### BRIEF
An exact reproduction of all the entries below is required.

======== RECORD EXTRACTS ========

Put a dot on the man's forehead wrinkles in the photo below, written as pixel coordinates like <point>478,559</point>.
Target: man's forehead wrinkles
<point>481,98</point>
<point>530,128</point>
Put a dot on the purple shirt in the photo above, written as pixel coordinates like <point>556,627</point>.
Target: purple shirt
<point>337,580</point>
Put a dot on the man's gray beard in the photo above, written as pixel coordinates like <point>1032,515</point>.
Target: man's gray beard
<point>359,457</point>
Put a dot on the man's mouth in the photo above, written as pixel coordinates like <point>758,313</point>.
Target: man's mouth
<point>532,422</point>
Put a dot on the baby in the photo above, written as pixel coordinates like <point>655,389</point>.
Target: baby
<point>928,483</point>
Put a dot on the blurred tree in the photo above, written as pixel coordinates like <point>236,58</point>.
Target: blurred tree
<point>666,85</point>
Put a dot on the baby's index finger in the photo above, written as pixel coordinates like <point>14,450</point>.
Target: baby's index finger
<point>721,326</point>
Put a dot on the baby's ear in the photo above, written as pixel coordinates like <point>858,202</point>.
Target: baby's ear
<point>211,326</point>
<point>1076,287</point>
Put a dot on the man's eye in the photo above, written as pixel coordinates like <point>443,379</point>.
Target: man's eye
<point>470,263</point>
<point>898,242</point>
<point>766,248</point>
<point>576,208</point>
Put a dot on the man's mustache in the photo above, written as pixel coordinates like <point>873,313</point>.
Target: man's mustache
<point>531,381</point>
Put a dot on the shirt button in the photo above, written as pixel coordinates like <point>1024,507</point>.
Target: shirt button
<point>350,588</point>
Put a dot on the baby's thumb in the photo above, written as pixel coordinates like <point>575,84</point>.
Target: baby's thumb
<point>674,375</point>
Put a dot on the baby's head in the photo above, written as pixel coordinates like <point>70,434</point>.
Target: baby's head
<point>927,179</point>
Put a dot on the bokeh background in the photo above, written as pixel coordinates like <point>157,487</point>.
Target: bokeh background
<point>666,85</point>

========

### TASK SOLUTION
Put a dot on the man's forehead wrinkles in the photo below, written as pixel coordinates like <point>478,559</point>.
Target: man's forehead wrinkles
<point>481,98</point>
<point>530,128</point>
Put a dot on the purple shirt in the photo above, written as pixel coordinates like <point>556,627</point>.
Target: purple shirt
<point>337,580</point>
Put a dot on the man's gray beard in the photo above, written as pixel coordinates like <point>1032,515</point>.
Target: man's gray beard
<point>359,457</point>
Put a dot on the man's mouth in the photo above, written as pixel coordinates like <point>758,313</point>.
Target: man's mouth
<point>532,422</point>
Put a dot on the baby in the photo above, written as pixel coordinates like <point>655,389</point>.
Target: baby
<point>928,483</point>
Put a dot on the blurred tree in the photo above, written as pixel coordinates like <point>236,58</point>.
Target: blurred tree
<point>666,85</point>
Put a dot on the baby's index finger in the photo above, written as pixel coordinates like <point>14,450</point>.
Target: baby's index finger
<point>721,326</point>
Put a dot on the baby's ear in the photo above, written as pixel coordinates like <point>858,202</point>.
Target: baby's ear
<point>211,326</point>
<point>1076,287</point>
Put a dot on the man's eye in the photo above, written as pixel coordinates like <point>443,379</point>.
Target: man's eye
<point>470,263</point>
<point>898,242</point>
<point>766,248</point>
<point>576,208</point>
Put a dot on the man's mustache in the photo above, written as pixel coordinates like <point>873,313</point>.
Target: man's mustache
<point>531,381</point>
Put a dot on the shirt button in the photo above, written as pixel coordinates like <point>1024,507</point>.
Target: shirt button
<point>350,588</point>
Put a dot on the baby's thumb in the photo above, written as pixel coordinates like <point>575,84</point>.
Target: baby's thumb
<point>674,375</point>
Put a dot on the baby's head in the photo above, written as pixel coordinates like <point>70,434</point>.
Target: baby's head
<point>927,179</point>
Put a dot on the bokeh background in the photo above, written as pixel coordinates like <point>157,487</point>.
Target: bokeh background
<point>666,85</point>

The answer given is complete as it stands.